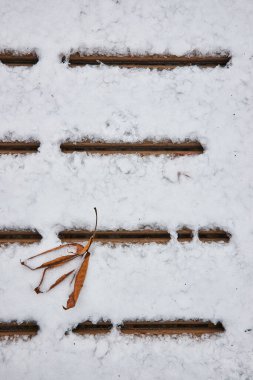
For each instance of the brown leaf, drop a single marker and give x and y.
(79, 280)
(59, 261)
(57, 282)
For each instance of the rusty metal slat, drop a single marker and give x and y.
(120, 236)
(215, 235)
(184, 235)
(143, 148)
(19, 236)
(156, 61)
(152, 327)
(19, 147)
(13, 329)
(15, 58)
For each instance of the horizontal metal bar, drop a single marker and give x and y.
(142, 148)
(215, 235)
(191, 327)
(155, 61)
(120, 236)
(19, 236)
(15, 58)
(115, 236)
(12, 329)
(19, 147)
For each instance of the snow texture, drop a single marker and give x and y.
(50, 191)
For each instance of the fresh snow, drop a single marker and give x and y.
(51, 191)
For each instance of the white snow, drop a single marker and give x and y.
(51, 191)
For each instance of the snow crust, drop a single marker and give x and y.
(50, 191)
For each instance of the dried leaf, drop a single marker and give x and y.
(79, 276)
(79, 280)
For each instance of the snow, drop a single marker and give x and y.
(51, 191)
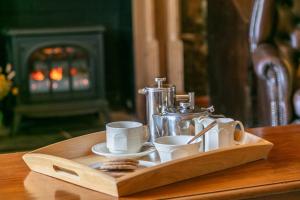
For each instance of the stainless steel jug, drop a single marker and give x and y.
(179, 121)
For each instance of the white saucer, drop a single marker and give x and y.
(101, 149)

━━━━━━━━━━

Put the items from the line containing "For each instance of the dried" through the end of the items into a numbered list, skipping any blank lines and leaving out the pictures.

Result of the exercise
1. For each instance of the dried leaf, drop a single marker and give x and y.
2. (79, 276)
3. (79, 280)
4. For each instance of the snow, drop a single marker and give x and y.
5. (51, 191)
6. For each instance of the stainless steel jug, drop a single marker and give x and y.
7. (179, 121)
8. For each instance of the white saucer, drop a single marker and give x and y.
9. (101, 149)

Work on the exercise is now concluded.